**Exercise instructions**
Return every line of the entries that includes the word "blurred".

**Data provided**
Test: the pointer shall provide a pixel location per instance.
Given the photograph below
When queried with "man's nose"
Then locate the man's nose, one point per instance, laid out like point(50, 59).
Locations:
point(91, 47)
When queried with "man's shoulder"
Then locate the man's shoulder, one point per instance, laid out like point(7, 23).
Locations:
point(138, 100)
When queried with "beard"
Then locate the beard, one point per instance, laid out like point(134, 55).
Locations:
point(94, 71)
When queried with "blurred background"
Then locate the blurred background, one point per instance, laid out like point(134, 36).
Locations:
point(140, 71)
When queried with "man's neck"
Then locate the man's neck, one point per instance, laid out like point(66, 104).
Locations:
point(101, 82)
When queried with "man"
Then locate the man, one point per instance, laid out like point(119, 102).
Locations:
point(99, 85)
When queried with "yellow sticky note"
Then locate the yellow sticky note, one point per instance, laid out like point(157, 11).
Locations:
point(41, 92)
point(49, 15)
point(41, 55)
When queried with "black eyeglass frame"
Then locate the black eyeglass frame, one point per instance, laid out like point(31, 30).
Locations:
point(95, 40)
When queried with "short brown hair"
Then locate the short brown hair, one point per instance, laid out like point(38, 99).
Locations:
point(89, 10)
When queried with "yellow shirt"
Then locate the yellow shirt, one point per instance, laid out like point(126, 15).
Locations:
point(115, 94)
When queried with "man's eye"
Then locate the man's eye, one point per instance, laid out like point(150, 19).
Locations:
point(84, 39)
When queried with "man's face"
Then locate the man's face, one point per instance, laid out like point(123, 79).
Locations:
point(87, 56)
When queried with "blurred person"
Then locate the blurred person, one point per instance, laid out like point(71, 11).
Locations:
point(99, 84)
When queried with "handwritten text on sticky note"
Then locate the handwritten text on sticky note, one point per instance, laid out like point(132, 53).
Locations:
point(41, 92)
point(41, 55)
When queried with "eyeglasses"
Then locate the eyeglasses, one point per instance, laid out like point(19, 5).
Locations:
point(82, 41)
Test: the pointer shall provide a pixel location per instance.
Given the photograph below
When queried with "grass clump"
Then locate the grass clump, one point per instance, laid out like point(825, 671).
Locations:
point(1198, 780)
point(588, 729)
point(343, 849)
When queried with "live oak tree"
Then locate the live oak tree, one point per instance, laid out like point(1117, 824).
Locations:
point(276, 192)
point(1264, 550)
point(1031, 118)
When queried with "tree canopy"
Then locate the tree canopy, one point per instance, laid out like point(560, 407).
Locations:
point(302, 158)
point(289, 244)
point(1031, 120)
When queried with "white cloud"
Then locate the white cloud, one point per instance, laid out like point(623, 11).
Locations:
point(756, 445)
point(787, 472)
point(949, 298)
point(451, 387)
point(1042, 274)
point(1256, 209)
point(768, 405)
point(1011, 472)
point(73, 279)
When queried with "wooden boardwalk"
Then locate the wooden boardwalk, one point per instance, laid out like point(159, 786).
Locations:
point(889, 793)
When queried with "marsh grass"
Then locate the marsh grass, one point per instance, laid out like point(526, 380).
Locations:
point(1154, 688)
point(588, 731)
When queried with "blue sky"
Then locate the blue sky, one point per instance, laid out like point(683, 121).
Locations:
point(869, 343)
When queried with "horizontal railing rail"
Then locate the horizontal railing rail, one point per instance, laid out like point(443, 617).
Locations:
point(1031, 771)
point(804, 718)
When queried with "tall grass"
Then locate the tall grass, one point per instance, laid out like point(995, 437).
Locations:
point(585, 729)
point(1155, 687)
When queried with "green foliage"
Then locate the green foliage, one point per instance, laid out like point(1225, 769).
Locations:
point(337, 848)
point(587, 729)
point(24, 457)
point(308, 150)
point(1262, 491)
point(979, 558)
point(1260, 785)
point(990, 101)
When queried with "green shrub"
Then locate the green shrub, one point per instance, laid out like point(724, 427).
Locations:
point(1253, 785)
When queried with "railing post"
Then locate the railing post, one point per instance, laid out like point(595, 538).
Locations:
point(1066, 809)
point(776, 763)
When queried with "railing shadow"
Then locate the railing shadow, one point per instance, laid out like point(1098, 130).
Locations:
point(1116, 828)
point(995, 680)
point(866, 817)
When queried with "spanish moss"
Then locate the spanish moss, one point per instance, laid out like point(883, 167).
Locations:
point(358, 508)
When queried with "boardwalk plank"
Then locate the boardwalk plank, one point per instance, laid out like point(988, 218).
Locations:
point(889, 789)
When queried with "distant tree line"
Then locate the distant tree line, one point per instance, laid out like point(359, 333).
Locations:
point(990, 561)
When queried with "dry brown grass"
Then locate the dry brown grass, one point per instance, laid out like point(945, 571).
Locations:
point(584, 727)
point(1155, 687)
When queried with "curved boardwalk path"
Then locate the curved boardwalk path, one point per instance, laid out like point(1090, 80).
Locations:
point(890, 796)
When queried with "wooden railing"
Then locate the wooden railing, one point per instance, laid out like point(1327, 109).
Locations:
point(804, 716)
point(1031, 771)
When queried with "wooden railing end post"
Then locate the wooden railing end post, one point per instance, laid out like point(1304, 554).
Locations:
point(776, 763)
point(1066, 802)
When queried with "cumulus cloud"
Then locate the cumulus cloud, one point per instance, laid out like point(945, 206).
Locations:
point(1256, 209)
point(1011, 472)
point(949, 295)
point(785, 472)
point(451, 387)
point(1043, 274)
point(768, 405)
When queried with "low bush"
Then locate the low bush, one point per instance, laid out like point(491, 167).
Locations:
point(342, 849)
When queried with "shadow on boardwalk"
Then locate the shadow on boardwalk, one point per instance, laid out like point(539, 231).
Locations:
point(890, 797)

---

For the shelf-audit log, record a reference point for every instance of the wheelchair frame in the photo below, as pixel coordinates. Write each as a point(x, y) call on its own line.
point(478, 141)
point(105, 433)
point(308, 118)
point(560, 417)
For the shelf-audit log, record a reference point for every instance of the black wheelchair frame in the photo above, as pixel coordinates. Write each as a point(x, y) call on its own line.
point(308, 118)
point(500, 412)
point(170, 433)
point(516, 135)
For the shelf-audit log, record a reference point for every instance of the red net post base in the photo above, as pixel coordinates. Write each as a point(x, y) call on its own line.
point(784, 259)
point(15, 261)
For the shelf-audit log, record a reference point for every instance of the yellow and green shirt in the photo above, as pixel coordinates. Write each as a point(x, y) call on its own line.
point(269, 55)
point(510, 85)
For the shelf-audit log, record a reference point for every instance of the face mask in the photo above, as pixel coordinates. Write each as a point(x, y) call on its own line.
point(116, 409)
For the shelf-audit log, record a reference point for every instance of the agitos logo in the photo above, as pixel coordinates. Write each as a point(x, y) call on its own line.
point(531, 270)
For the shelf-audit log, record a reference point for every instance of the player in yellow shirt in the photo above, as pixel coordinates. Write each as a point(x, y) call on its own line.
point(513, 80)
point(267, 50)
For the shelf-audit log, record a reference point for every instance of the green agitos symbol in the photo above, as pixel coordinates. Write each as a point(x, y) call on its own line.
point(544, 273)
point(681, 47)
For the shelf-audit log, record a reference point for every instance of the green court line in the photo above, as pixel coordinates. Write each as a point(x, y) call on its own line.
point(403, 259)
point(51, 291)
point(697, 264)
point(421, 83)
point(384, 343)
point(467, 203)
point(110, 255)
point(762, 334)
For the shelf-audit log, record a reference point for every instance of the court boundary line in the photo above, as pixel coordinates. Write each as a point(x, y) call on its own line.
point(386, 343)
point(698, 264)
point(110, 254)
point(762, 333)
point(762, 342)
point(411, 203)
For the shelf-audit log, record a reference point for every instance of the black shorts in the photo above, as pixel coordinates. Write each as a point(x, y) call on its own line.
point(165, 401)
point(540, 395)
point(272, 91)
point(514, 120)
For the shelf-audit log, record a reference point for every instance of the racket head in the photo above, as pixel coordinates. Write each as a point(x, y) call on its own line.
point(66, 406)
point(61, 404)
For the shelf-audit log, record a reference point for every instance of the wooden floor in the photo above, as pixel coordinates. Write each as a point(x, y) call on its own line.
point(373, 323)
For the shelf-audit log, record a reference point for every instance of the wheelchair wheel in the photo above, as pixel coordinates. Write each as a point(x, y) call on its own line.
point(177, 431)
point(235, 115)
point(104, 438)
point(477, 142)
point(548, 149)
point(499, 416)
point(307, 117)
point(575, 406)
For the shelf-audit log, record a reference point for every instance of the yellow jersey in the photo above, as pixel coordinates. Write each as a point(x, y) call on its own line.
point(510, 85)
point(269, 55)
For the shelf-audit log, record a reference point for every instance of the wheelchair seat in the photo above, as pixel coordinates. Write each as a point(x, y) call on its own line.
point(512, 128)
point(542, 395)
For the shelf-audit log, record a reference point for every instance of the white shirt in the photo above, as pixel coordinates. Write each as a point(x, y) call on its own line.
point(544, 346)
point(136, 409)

--

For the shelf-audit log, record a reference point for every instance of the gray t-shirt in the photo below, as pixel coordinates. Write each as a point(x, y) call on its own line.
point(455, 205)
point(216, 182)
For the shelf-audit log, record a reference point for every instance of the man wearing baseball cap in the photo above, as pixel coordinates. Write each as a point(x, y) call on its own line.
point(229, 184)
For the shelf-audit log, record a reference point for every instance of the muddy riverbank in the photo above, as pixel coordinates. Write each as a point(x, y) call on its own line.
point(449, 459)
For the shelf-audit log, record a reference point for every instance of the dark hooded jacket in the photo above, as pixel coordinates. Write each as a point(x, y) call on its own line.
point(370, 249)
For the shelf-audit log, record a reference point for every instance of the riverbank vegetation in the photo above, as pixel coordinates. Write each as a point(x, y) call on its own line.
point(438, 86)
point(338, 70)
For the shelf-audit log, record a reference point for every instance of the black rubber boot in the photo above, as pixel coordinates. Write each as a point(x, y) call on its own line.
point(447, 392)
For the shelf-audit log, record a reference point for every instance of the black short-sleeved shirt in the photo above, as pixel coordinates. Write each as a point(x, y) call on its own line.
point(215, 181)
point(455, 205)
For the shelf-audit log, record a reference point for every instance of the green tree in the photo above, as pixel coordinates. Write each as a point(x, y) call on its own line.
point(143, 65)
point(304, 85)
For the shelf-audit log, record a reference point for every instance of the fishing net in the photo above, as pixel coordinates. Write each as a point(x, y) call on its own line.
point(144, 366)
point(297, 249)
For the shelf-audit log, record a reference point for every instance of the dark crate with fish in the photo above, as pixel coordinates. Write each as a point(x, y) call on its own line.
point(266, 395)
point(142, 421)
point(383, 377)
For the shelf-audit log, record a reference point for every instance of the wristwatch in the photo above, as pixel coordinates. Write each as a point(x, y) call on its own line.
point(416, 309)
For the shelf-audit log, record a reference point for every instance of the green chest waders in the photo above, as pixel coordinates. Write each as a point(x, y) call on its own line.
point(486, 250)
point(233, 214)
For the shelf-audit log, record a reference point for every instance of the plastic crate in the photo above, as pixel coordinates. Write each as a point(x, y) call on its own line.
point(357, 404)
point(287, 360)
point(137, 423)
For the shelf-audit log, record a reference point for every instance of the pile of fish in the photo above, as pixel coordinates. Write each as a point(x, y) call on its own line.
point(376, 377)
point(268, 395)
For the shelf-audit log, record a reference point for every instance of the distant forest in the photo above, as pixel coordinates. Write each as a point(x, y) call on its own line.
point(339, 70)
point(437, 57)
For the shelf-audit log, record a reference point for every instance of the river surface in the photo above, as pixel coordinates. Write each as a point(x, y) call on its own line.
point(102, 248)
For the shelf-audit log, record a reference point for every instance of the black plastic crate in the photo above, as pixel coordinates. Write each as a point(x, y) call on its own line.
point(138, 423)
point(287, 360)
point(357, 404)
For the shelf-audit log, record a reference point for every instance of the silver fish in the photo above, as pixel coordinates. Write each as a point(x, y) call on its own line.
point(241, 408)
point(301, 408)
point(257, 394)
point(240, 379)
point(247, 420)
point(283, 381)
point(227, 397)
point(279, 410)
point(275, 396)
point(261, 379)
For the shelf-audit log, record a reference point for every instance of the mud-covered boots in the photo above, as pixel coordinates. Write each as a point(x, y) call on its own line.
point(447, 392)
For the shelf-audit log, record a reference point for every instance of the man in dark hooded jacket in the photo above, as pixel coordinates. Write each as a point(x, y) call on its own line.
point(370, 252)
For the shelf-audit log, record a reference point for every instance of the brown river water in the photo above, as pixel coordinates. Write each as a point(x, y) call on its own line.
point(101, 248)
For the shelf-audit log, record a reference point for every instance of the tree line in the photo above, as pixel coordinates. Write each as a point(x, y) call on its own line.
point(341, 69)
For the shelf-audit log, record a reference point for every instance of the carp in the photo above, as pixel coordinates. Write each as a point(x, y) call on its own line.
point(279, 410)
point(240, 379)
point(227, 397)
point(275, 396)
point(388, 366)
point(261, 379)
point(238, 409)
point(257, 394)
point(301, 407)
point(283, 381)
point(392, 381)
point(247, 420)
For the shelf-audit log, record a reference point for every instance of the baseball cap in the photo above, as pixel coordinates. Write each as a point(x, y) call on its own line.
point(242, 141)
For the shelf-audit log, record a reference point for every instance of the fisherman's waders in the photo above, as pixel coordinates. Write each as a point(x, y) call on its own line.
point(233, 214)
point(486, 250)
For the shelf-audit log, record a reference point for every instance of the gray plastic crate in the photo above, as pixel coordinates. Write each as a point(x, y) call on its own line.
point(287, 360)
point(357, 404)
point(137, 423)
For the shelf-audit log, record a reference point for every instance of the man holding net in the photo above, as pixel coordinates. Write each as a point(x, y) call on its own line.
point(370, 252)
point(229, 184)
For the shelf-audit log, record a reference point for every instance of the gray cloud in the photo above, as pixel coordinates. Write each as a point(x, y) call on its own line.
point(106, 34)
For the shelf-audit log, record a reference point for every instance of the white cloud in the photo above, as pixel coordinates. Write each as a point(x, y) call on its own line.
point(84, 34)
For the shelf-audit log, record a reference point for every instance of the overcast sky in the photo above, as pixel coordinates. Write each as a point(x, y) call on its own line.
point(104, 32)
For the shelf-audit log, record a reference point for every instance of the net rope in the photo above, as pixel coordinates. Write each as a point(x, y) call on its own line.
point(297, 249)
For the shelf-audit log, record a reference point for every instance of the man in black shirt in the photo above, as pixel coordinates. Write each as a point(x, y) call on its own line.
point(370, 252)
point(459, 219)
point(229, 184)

**Response to this exercise**
When queried with "blurred background"
Then locate the blurred background, one point per instance, laid out like point(134, 36).
When queried with "blurred person"
Then locate the blurred person, one point per instance, laid out like point(71, 11).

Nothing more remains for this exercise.